# [Written task]
Copy out all of the data exactly as it appears.

<<<<

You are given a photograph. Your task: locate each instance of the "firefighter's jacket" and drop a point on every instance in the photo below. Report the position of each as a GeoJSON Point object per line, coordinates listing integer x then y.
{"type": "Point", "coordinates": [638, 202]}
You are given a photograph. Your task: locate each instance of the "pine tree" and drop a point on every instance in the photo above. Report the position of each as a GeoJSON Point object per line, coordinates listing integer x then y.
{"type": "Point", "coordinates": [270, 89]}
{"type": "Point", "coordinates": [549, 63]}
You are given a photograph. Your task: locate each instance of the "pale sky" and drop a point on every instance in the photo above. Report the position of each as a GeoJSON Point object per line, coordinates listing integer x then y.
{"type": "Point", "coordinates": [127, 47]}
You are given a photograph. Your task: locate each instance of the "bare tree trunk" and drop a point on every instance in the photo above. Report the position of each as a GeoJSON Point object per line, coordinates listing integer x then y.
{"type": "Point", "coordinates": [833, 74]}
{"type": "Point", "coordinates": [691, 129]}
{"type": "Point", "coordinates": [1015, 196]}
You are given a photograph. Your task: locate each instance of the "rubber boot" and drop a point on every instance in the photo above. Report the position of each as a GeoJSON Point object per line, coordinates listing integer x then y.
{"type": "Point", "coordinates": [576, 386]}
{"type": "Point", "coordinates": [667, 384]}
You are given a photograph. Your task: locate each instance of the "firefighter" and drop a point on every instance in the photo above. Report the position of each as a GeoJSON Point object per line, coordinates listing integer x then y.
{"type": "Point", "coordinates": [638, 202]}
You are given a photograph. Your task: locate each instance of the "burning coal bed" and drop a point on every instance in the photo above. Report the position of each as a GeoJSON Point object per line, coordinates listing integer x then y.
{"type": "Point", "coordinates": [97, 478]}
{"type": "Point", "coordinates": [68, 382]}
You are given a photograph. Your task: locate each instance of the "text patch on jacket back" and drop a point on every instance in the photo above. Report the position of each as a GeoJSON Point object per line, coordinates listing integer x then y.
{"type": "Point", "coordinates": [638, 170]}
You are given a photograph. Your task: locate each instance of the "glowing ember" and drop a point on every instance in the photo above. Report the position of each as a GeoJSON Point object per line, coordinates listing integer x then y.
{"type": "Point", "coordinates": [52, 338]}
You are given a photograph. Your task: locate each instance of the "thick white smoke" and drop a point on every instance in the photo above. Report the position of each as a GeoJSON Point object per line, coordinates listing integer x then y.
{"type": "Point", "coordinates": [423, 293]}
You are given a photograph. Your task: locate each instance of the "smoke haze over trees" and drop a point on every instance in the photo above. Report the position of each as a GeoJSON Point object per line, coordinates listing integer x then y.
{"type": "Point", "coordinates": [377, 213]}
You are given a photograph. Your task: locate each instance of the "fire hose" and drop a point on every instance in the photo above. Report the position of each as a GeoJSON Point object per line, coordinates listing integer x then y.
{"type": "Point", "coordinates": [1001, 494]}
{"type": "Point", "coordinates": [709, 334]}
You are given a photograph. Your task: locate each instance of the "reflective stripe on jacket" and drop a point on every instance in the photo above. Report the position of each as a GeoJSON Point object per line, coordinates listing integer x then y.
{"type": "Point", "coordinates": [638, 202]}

>>>>

# [Result of the task]
You are given a photograph. Your task: locate each instance of the "firefighter's jacket" and drop a point on every instance in the photo below. Report the position of each as a GeoJSON Point object per line, coordinates listing integer x then y.
{"type": "Point", "coordinates": [638, 202]}
You are given a photograph. Your task: locate each instance of the "pine tree" and drop a point on every instance in the photo above. Report the position of each as a GeoJSON Point object per line, coordinates listing integer x then y.
{"type": "Point", "coordinates": [270, 89]}
{"type": "Point", "coordinates": [549, 63]}
You are given a photograph. Your task: locate each instance of the "pale sky" and drop a point on every instance in the photo above. Report the position of each as a GeoJSON Point object per line, coordinates listing integer x then y.
{"type": "Point", "coordinates": [127, 47]}
You are given a photograph. Your task: locate each instance of the "bare tree trunk" and drop a point on every instance in the photo above. Report the position of each as a GeoJSON Point object per line, coordinates listing integer x then y.
{"type": "Point", "coordinates": [833, 74]}
{"type": "Point", "coordinates": [691, 129]}
{"type": "Point", "coordinates": [1015, 196]}
You are given a photograph. Your task: locate each instance of the "rubber boot" and drop a point on every instance in the photo above. Report the position of each as a GeoJSON Point object per line, coordinates listing integer x then y.
{"type": "Point", "coordinates": [576, 386]}
{"type": "Point", "coordinates": [667, 384]}
You are given a photograph. Your task: locate each instance of the "firefighter" and drop a point on every instance in the photo above. Report the position of each as a GeoJSON Point object per line, coordinates listing integer x then y.
{"type": "Point", "coordinates": [638, 202]}
You are given a photograph. Your task: locate each instance of the "burning coal bed" and drop a point on every instance in the photo above. Report the position of each as a GeoJSON Point object per line, coordinates listing integer x then y.
{"type": "Point", "coordinates": [97, 478]}
{"type": "Point", "coordinates": [68, 382]}
You are given a photograph. Your task: locate each instance of the "text patch on jacket back" and drop a point on every instance in the photo above. Report the position of each as a GeoJSON Point object per line, coordinates listing integer x then y.
{"type": "Point", "coordinates": [638, 170]}
You are given a photograph. Your task: locate each instance of the "glowing ember" and drop a point on every instance in the photo above. Report the position of each as a GeoJSON Point object per line, coordinates listing integer x then y.
{"type": "Point", "coordinates": [52, 338]}
You are given a photograph. Your task: locate each instance of the "thick white smoke" and drop a point on every instance in the photo above. Report the position of each as a GeoJSON Point object per line, coordinates listing integer x then y.
{"type": "Point", "coordinates": [423, 293]}
You are given a photograph. Your task: locate each instance of the "smoke haze over trees" and drop a point on every instance in the photo above. Report the position of each as a GeoJSON Point object per line, coordinates listing integer x then y.
{"type": "Point", "coordinates": [377, 213]}
You are given a photograph. Your task: locate each instance of the "fire hose" and drop a point on every instance in the photo above. Report the position of each as a GeoJSON Point object per line, coordinates listing integer x then y.
{"type": "Point", "coordinates": [1001, 494]}
{"type": "Point", "coordinates": [709, 334]}
You are given a photograph. Your task: locate each instance of the "reflective stripe on jacket" and drop a point on every instance in the photo above. Report the position of each as a GeoJSON Point object per line, coordinates listing integer x then y.
{"type": "Point", "coordinates": [638, 202]}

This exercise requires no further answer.